● Problem to work on: Beginning with the line that has "the white railing", please write out the remaining lines of the material exactly, the last one included.

====================

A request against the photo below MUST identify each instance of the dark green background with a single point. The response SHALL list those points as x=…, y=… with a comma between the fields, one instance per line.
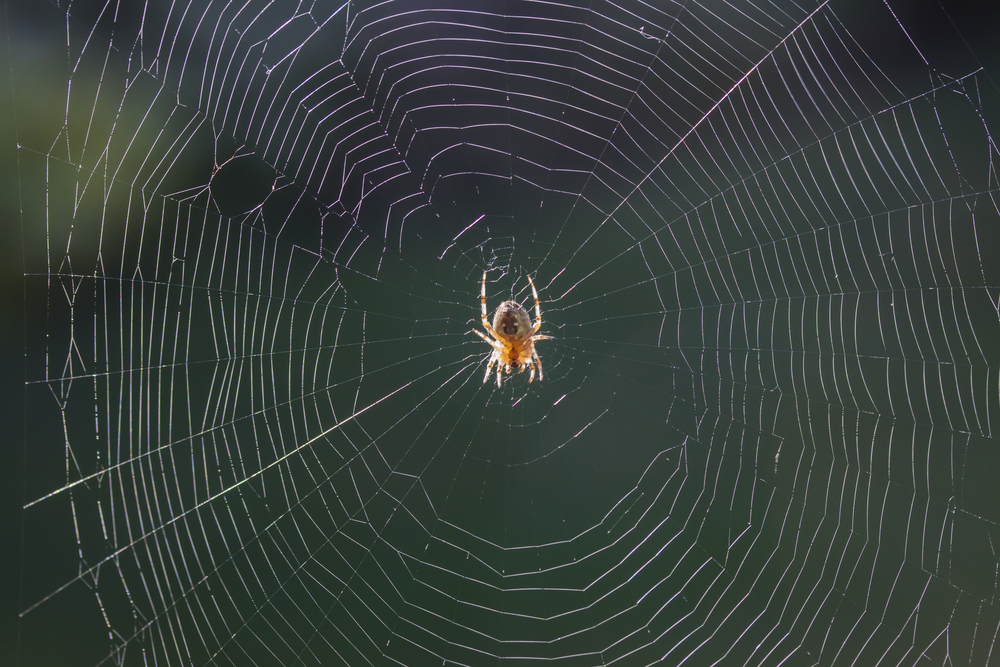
x=700, y=470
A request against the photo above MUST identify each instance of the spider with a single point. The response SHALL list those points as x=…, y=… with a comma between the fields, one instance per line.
x=512, y=336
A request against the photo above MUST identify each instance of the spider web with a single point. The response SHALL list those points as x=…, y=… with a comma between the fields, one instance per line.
x=764, y=239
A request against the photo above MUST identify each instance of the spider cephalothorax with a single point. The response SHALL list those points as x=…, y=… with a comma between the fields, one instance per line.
x=512, y=336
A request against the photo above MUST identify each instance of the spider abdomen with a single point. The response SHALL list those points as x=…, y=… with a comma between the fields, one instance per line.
x=511, y=320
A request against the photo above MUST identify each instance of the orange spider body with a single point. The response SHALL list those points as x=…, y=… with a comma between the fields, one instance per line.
x=512, y=336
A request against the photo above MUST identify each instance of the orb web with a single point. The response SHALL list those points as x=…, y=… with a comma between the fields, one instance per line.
x=258, y=429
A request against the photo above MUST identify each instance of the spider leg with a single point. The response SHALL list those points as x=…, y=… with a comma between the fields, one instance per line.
x=489, y=367
x=538, y=362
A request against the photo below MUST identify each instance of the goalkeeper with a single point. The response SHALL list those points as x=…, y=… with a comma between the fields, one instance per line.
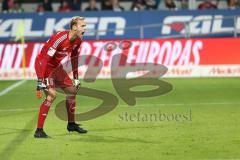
x=59, y=46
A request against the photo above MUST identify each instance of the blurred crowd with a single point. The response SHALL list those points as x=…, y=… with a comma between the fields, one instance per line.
x=14, y=6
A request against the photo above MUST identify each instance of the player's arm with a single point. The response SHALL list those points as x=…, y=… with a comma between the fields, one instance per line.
x=74, y=61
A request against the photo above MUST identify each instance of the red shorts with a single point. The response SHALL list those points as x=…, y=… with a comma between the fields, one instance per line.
x=58, y=78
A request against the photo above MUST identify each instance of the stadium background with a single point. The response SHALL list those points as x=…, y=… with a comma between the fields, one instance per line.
x=198, y=41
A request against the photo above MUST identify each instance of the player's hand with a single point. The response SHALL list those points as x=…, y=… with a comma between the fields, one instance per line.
x=77, y=84
x=40, y=88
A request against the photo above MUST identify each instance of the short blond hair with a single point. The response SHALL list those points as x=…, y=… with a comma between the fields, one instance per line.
x=74, y=20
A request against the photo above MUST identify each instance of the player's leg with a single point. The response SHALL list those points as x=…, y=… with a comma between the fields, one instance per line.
x=71, y=92
x=43, y=112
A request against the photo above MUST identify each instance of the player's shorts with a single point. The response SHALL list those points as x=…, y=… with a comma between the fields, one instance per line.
x=58, y=78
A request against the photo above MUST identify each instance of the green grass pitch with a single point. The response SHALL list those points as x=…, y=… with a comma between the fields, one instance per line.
x=209, y=131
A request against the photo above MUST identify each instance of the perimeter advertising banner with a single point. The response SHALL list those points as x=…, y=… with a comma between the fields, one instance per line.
x=115, y=25
x=183, y=57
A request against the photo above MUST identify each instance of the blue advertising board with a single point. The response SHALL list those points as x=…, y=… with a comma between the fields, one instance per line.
x=123, y=25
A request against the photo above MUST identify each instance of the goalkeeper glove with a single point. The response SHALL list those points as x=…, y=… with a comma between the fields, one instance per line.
x=40, y=87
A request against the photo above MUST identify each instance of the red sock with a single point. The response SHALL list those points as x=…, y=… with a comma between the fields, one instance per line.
x=43, y=113
x=71, y=105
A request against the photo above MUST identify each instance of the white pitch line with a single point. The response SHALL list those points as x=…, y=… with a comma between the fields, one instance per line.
x=8, y=89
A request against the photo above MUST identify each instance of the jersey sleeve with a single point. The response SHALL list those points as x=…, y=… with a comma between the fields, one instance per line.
x=74, y=61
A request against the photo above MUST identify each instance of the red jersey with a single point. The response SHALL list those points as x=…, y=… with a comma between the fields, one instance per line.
x=54, y=51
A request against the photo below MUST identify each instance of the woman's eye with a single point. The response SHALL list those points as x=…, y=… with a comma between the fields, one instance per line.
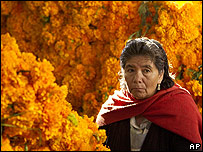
x=146, y=70
x=130, y=70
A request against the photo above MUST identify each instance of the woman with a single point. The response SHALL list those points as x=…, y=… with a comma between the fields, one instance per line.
x=150, y=112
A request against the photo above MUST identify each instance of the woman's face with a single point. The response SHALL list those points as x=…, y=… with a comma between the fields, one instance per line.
x=142, y=77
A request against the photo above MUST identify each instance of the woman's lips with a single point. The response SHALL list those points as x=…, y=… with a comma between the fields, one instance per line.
x=137, y=89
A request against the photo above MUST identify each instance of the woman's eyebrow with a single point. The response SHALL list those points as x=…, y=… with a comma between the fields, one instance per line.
x=147, y=66
x=132, y=66
x=129, y=66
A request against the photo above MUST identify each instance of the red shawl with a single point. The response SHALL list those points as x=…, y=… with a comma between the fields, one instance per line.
x=173, y=109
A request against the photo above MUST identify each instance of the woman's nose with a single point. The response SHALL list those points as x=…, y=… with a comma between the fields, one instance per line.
x=137, y=77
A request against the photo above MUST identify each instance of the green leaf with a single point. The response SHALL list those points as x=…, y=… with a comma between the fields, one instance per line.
x=26, y=147
x=96, y=136
x=71, y=117
x=13, y=115
x=9, y=125
x=131, y=36
x=106, y=96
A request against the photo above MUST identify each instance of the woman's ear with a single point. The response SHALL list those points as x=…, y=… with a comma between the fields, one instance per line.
x=161, y=76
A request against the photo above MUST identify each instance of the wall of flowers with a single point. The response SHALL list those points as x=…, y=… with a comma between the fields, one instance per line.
x=60, y=62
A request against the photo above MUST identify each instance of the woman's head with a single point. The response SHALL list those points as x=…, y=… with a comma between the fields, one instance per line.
x=144, y=65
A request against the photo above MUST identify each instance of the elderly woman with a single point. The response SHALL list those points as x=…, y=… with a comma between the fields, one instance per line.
x=150, y=112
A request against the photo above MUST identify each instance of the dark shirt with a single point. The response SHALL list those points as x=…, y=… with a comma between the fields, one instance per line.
x=157, y=138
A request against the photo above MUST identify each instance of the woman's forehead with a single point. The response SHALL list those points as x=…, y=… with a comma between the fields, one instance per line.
x=139, y=59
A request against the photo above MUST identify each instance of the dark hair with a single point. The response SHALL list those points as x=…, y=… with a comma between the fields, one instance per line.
x=151, y=48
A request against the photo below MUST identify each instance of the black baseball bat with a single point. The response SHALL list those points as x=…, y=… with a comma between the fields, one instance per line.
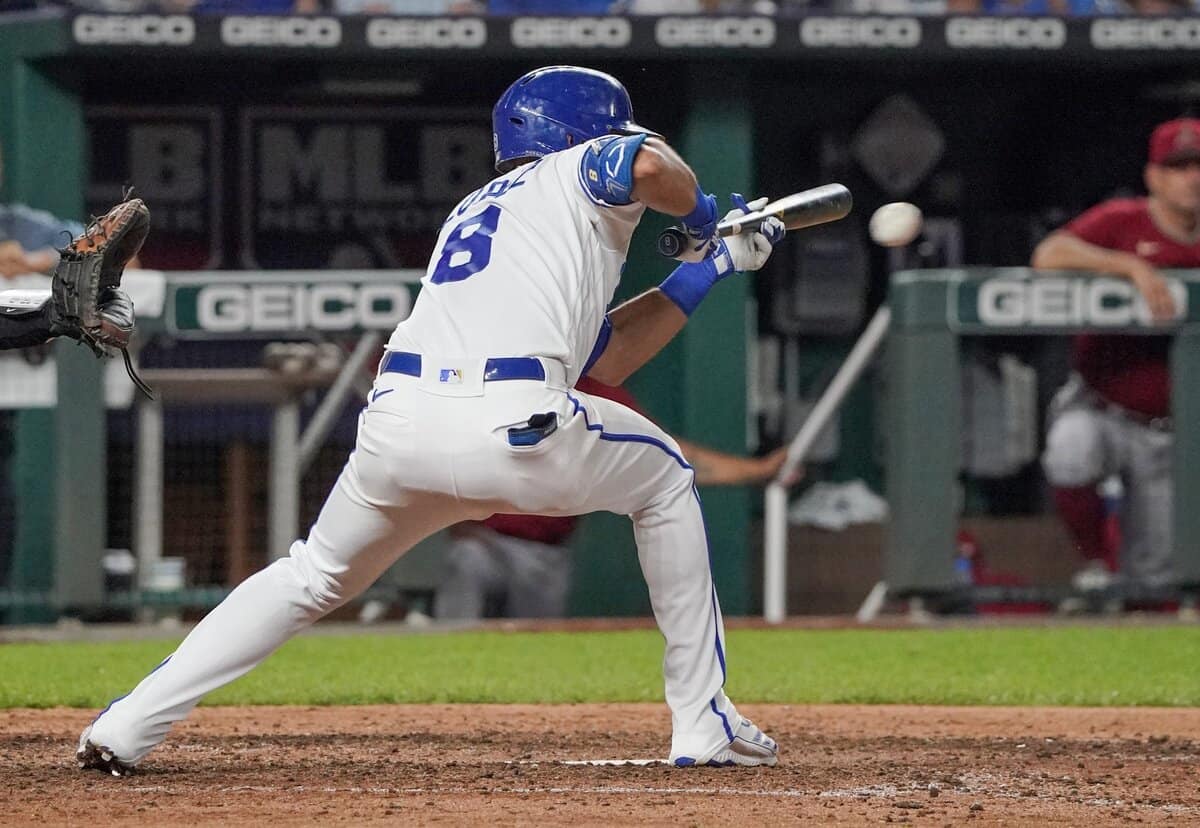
x=808, y=208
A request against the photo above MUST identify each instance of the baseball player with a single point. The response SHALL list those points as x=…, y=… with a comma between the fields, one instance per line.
x=474, y=412
x=1114, y=414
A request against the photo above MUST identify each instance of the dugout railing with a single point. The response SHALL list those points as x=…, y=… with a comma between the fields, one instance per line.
x=927, y=313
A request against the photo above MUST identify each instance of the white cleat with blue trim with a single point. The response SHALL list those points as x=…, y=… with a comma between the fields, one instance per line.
x=749, y=748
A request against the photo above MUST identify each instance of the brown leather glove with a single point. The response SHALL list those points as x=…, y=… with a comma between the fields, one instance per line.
x=85, y=301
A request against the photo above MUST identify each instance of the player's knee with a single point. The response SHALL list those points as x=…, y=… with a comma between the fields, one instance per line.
x=325, y=588
x=1074, y=450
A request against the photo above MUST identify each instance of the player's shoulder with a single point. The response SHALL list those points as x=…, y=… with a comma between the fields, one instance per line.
x=1109, y=216
x=606, y=168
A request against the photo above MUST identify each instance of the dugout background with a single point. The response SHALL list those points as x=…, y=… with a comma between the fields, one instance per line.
x=1027, y=139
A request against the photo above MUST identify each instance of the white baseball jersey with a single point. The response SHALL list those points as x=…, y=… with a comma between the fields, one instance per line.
x=537, y=246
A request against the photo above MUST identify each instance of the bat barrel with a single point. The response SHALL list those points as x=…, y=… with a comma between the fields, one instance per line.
x=820, y=205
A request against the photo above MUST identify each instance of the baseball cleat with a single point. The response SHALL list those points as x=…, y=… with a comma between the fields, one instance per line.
x=117, y=237
x=750, y=748
x=91, y=756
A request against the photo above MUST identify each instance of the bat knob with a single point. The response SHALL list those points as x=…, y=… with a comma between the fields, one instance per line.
x=671, y=243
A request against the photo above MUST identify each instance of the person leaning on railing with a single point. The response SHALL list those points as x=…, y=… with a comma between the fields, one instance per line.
x=1114, y=414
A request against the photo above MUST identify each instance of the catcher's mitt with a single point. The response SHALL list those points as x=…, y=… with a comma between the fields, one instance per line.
x=85, y=303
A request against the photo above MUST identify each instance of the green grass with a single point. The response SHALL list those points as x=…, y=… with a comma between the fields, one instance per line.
x=1149, y=666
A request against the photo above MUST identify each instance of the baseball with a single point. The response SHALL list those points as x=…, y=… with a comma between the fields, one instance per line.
x=895, y=225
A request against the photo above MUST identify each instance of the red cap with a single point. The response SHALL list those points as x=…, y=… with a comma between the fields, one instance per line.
x=1175, y=141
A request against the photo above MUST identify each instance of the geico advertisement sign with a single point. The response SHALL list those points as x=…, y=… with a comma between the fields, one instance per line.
x=287, y=31
x=133, y=29
x=293, y=307
x=721, y=31
x=1147, y=34
x=1051, y=303
x=435, y=34
x=531, y=33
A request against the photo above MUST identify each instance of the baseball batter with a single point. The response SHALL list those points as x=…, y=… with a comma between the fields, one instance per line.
x=1114, y=415
x=474, y=412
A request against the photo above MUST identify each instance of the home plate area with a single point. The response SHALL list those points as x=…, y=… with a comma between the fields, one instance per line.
x=519, y=765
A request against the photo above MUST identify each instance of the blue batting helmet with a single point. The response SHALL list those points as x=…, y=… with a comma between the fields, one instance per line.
x=556, y=107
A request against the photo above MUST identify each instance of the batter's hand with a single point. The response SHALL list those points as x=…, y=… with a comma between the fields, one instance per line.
x=749, y=251
x=1155, y=288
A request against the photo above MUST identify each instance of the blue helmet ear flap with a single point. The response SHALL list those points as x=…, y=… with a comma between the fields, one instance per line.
x=557, y=107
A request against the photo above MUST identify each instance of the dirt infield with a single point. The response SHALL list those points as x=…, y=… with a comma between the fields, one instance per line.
x=508, y=765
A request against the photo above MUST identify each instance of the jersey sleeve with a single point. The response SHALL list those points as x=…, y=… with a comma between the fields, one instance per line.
x=606, y=169
x=615, y=393
x=1098, y=226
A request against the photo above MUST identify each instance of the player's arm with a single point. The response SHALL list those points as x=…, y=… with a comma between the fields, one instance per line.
x=1063, y=250
x=623, y=169
x=718, y=468
x=634, y=333
x=16, y=261
x=637, y=330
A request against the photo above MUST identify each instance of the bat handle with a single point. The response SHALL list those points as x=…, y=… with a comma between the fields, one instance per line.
x=671, y=241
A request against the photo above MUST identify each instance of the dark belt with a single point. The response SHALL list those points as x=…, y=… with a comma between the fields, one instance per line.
x=496, y=369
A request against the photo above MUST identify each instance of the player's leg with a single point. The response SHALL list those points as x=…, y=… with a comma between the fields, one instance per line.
x=1146, y=520
x=474, y=570
x=538, y=577
x=1075, y=460
x=365, y=525
x=622, y=462
x=21, y=324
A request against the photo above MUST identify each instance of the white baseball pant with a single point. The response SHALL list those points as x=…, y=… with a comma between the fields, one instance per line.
x=430, y=455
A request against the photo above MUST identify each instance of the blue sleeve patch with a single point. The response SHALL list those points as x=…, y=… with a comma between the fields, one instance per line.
x=606, y=171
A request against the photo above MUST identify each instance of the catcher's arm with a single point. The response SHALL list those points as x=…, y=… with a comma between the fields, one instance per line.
x=85, y=300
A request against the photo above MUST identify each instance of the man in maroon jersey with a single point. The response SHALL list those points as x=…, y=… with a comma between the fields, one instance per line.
x=1113, y=418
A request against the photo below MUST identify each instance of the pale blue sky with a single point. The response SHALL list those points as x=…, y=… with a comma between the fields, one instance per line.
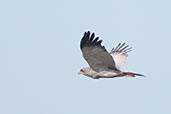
x=40, y=56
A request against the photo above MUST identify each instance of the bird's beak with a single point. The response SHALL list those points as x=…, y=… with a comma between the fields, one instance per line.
x=80, y=72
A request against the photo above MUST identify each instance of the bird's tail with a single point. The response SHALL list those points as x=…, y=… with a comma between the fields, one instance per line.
x=131, y=74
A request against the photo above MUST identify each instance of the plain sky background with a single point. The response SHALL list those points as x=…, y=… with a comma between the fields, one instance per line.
x=40, y=56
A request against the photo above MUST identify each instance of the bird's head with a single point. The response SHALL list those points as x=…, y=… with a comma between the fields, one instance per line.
x=84, y=71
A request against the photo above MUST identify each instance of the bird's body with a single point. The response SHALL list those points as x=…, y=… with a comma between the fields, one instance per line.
x=103, y=64
x=102, y=74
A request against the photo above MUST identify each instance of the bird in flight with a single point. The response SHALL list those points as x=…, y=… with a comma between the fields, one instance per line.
x=103, y=64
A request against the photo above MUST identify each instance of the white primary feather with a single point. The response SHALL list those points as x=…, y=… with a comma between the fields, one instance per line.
x=120, y=54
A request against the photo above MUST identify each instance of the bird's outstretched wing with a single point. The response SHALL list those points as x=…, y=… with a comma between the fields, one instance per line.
x=95, y=54
x=120, y=54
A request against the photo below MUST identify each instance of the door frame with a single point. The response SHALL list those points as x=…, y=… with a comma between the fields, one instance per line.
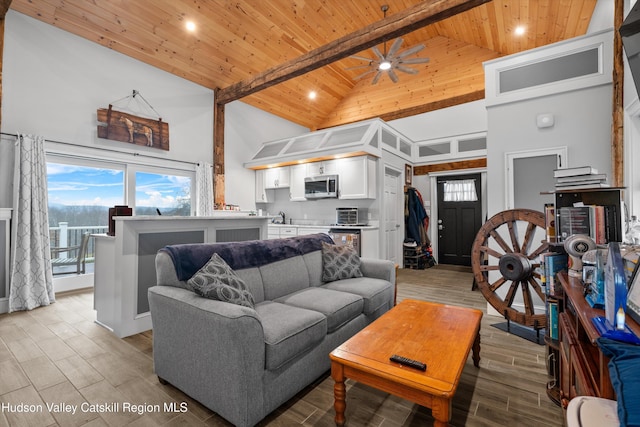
x=400, y=206
x=433, y=211
x=509, y=157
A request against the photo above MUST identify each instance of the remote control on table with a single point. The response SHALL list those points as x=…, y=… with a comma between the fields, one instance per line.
x=416, y=364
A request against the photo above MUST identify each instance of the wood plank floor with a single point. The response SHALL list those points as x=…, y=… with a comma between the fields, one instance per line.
x=57, y=354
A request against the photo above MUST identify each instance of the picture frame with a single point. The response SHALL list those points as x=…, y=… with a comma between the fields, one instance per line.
x=408, y=174
x=633, y=295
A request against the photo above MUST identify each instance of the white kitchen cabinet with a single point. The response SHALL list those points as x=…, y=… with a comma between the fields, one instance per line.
x=303, y=231
x=262, y=195
x=296, y=184
x=327, y=167
x=370, y=243
x=277, y=177
x=278, y=231
x=357, y=177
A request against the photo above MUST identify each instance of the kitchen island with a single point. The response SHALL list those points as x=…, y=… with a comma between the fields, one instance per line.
x=125, y=263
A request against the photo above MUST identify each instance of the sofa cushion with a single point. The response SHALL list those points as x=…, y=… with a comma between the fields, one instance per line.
x=189, y=258
x=288, y=331
x=253, y=279
x=284, y=277
x=216, y=280
x=376, y=292
x=625, y=378
x=338, y=307
x=339, y=262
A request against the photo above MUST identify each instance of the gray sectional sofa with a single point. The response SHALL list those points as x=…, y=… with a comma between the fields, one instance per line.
x=243, y=362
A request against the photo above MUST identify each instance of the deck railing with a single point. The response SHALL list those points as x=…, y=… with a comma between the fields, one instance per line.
x=64, y=236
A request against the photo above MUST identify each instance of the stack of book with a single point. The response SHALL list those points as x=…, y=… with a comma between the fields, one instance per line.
x=582, y=177
x=552, y=263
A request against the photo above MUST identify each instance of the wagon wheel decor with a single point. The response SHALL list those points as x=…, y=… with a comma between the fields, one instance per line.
x=505, y=259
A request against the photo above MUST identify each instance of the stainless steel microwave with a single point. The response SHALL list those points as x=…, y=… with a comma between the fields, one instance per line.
x=321, y=187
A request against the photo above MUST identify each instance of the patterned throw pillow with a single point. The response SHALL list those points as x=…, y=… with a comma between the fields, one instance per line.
x=216, y=280
x=339, y=262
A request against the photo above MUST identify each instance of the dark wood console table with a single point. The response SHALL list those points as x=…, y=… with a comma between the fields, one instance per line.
x=583, y=367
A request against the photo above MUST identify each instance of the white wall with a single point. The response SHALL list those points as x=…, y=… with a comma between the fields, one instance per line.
x=246, y=128
x=457, y=120
x=453, y=121
x=582, y=123
x=53, y=83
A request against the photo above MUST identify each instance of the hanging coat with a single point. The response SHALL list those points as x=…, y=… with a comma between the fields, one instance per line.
x=415, y=218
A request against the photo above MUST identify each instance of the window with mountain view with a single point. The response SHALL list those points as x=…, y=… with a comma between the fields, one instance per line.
x=162, y=194
x=81, y=193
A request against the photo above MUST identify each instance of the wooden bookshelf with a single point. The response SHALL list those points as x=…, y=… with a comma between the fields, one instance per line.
x=583, y=367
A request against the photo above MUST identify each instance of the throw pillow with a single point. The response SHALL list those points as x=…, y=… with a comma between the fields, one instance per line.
x=625, y=378
x=339, y=262
x=216, y=280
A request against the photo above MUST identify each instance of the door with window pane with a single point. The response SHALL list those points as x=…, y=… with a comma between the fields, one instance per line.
x=459, y=217
x=79, y=201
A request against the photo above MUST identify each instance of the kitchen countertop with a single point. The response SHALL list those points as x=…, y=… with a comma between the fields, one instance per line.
x=353, y=227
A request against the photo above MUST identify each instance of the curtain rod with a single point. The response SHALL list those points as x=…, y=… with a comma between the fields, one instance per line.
x=111, y=150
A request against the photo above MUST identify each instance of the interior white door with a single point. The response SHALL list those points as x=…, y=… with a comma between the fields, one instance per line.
x=393, y=203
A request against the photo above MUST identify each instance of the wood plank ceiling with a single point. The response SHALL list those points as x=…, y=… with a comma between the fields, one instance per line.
x=237, y=40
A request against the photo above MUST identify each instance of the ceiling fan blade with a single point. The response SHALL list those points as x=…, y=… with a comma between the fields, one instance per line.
x=414, y=61
x=393, y=76
x=406, y=70
x=362, y=58
x=394, y=47
x=358, y=67
x=378, y=53
x=359, y=76
x=415, y=49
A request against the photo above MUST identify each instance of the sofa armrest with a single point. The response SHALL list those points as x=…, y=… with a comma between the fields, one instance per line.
x=212, y=350
x=379, y=269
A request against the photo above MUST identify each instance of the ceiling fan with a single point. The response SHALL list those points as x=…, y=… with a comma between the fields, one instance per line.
x=389, y=61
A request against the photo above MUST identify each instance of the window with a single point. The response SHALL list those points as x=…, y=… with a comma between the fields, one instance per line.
x=79, y=200
x=460, y=191
x=162, y=194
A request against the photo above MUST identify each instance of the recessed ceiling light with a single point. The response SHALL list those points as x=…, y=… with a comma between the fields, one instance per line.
x=384, y=65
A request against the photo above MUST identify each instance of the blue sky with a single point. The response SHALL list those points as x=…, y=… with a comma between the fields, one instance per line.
x=81, y=185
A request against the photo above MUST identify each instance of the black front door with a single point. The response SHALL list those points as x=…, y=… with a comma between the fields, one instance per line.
x=458, y=221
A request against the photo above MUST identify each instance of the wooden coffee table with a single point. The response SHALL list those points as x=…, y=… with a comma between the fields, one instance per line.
x=439, y=335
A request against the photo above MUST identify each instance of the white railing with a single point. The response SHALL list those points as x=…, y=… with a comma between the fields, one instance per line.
x=64, y=236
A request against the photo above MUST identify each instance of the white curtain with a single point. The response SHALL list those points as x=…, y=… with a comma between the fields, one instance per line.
x=204, y=189
x=463, y=190
x=31, y=275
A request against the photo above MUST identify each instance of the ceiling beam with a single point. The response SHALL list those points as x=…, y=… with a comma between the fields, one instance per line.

====================

● The answer:
A request against the photo above MUST identify each instance of the white railing with a single point. The response SHALL list those points as x=…, y=… with a comma between the fields, one instance per line.
x=64, y=236
A request against the photo above MUST identify each instance of the white curtain with a single point. The response SHALL list those points as x=…, y=… with a comma between the fields, one instance per line.
x=204, y=189
x=463, y=190
x=31, y=275
A request against the photo above MUST identify each instance of the ceiling beam with a single point. The response SHALL list those points as x=…, y=… with a comma between the fields, one instance per line.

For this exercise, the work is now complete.